Charter Crude Oil Co. v. Enron Oil Trading & Transportation Co. (In Re Charter Co.)

86 B.R. 280 | Bankr. M.D. Fla. | 1988

86 B.R. 280 (1988)

In re The CHARTER COMPANY, et al., Debtors.
CHARTER CRUDE OIL COMPANY, Plaintiff,
v.
ENRON OIL TRADING AND TRANSPORTATION COMPANY, f/k/a P & O Falco, Inc., Defendant.

Bankruptcy Nos. 84-289-BK-J-GP through 84-332-BK-J-GP, Adv. No. 86-66.

United States Bankruptcy Court, M.D. Florida, Jacksonville Division.

May 16, 1988.

*281 James H. Post, Jacksonville, Fla., for plaintiff.

E. Robert Meek, Jacksonville, Fla., for defendant.

FINDINGS OF FACT AND CONCLUSIONS OF LAW

GEORGE L. PROCTOR, Bankruptcy Judge.

Plaintiff, Charter Crude Oil Company ("Charter"), instituted this proceeding pursuant to § 542(b) of the Bankruptcy Code against defendant, P & O Falco, Inc. ("Falco"),[1] seeking turnover of a debt in the principal amount of $437,779.70, and accrued interest of $300,950.36 for the period from May 21, 1984, through March 15, 1988. Falco defends that it is not indebted to Charter by virtue of a setoff for $744,991.68 taken in June, 1984, and, instead, has an unsecured claim of $307,211.98.

On March 26, 1988, Charter instituted this adversary proceeding. On October 1, 1986, Falco filed its answer to the complaint and included an affirmative defense of setoff. The adversary proceeding was consolidated for trial with Charter's objection to Falco's second amended proof of claim (Claim No. 2116).

The trial was held February 10, 1988. At the trial, the only evidence offered by the parties was a Joint Stipulation of Facts (the "Stipulation") and an interest rate index published by the Texas Consumer Credit Commission. Both parties then agreed to submit post-trial briefs.

(WHAT YOU WILL DO):
1. Answer these questions using the court opinion in the Charter Crude Oil case:
(a) Which attorney appeared for the plaintiff?
(b) What amount of setoff does Falco say it took in June, 1984?
(c) On what date was the trial held?
2. Write out the part of the court opinion in the Charter Crude Oil case word for word, starting at "Charter Crude Oil Co." and ending at "Adv. No. 86-66.".
3. Resume the court opinion in the Charter Crude Oil case from the point where it stops.
The records below the court opinion come from a different source.

(GIVEN DATA):
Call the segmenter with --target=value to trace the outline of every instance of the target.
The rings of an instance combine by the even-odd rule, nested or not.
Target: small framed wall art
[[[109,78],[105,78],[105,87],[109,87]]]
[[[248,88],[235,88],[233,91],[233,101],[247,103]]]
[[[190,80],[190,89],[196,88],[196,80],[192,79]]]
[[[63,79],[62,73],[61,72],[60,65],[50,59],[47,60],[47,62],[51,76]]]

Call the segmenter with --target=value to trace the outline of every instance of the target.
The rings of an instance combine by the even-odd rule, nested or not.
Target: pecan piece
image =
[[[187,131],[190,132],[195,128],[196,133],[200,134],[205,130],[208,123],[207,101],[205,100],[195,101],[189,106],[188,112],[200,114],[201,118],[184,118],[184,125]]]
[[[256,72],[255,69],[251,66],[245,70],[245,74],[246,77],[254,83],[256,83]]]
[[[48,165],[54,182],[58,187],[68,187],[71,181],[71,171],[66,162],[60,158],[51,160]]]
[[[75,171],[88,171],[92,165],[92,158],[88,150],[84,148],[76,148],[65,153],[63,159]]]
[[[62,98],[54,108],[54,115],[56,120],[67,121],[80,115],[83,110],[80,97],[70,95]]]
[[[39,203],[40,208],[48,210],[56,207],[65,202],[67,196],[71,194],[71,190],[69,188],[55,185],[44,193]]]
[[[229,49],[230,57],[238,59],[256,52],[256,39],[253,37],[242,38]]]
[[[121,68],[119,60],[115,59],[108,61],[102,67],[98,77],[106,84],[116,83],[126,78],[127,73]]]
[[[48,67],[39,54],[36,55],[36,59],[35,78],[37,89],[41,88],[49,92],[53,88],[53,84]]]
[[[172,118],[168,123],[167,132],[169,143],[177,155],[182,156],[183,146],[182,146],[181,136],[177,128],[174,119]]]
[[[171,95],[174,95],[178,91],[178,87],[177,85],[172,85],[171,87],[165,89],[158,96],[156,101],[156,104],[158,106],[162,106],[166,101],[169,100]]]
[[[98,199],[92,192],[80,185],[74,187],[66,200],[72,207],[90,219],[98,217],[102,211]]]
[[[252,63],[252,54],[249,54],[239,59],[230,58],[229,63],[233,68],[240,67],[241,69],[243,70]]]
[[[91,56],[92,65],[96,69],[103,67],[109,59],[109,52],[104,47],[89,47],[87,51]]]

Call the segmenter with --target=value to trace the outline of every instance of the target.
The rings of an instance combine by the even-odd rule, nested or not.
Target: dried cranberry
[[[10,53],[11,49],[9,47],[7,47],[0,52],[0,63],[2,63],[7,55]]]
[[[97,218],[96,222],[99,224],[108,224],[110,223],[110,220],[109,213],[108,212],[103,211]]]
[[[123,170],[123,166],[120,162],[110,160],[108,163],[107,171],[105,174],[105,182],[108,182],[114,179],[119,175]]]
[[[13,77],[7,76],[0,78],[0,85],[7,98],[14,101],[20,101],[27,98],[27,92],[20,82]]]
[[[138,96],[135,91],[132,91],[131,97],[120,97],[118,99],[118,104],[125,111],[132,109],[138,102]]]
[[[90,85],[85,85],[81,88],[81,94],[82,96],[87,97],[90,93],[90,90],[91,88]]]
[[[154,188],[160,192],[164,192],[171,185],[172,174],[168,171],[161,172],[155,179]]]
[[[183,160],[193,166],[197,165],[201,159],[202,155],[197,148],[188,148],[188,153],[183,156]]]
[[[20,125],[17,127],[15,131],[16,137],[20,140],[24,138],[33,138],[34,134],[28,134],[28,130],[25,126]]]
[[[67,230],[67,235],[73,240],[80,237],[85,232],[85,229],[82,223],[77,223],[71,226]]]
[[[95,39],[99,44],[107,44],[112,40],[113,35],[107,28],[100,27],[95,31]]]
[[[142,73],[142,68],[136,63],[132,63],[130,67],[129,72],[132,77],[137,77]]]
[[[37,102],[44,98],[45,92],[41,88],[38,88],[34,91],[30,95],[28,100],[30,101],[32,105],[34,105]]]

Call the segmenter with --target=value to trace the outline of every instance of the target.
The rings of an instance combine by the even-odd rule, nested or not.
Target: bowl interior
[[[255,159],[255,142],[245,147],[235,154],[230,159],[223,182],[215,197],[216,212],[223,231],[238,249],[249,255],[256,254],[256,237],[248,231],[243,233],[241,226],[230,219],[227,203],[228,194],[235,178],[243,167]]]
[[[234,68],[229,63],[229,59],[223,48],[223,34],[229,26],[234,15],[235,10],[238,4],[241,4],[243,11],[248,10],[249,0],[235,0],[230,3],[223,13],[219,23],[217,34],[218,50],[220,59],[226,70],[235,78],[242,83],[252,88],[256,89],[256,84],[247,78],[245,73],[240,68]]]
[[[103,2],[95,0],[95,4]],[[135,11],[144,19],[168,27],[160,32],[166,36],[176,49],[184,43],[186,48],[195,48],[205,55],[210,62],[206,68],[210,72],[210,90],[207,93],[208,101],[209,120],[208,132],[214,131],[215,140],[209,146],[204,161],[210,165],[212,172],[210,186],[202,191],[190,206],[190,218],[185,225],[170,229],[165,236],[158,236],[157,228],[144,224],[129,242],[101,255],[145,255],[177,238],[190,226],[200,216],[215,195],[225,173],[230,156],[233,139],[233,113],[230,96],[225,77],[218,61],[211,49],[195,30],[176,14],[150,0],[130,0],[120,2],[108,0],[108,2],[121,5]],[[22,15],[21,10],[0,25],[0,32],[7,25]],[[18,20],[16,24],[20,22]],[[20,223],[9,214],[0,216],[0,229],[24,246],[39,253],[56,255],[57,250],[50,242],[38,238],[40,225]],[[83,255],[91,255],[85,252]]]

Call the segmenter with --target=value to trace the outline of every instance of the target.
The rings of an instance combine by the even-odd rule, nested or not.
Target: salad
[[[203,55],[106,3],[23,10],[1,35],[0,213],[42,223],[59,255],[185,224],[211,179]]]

(RESPONSES BY TASK):
1.
(a) James H. Post
(b) $744,991.68
(c) February 10, 1988

2.
Charter Crude Oil Co. v. Enron Oil Trading & Transportation Co. (In Re Charter Co.)

86 B.R. 280 | Bankr. M.D. Fla. | 1988

86 B.R. 280 (1988)

In re The CHARTER COMPANY, et al., Debtors.
CHARTER CRUDE OIL COMPANY, Plaintiff,
v.
ENRON OIL TRADING AND TRANSPORTATION COMPANY, f/k/a P & O Falco, Inc., Defendant.

Bankruptcy Nos. 84-289-BK-J-GP through 84-332-BK-J-GP, Adv. No. 86-66.

3.
The Court, having considered the evidence and briefs, makes the following findings of fact and conclusions of law:

FINDINGS OF FACT

1. Both before and after April 20, 1984, (the "Petition Date"), Charter and Falco entered into a series of transactions involving the purchase and sale of crude oil.

2. As a result of the prepetition transactions, Charter owed Falco $744,991.68 (the "Charter Debt") and Falco owed Charter $378,779.70. Conversely, as a result of postpetition transactions, Falco owed Charter an additional $59,000 (the "Falco debt").

3. Each of the contracts by which Charter sold product to Falco provided that past due amounts "shall bear interest at the maximum contractual rate." Similarly, each of the outstanding invoices sent to Falco under these contracts provide that "[I]nterest at the maximum lawful rate will be charged on past due accounts."

4. In June of 1984, Falco attempted to setoff the Falco Debt against the Charter Debt by making certain bookkeeping entries in Falco's financial records.[2]

5. Falco did not obtain Court approval before exercising the right to setoff.

CONCLUSIONS OF LAW

1. The legal issues in this adversary proceeding are governed by the applicable *282 provisions of the Bankruptcy Code, 11 U.S.C. § 101 et seq., and the laws of the state of Texas.

2. In this proceeding, there is no dispute that the parties owe each other mutual pre-petition debts and that Falco could, but for § 362(a)(7), offset the amount Charter owes it against its claim.[3]

Instead, the dispute in this proceeding centers on whether a creditor can assert the right of setoff as an affirmative defense in a § 542(b) action without first obtaining relief from the automatic stay. Plaintiff contends that Falco's failure to obtain relief is a forfeiture of that right.

3. The automatic stay provisions set forth in § 362(a) of the Bankruptcy Code are the heart of bankruptcy relief and provide debtors with essential protection. It stops all creditor collection efforts, and gives the debtor a reasonable pause so it may organize its affairs. See, U.S. v. Norton, 717 F.2d 767 (3d Cir.1983).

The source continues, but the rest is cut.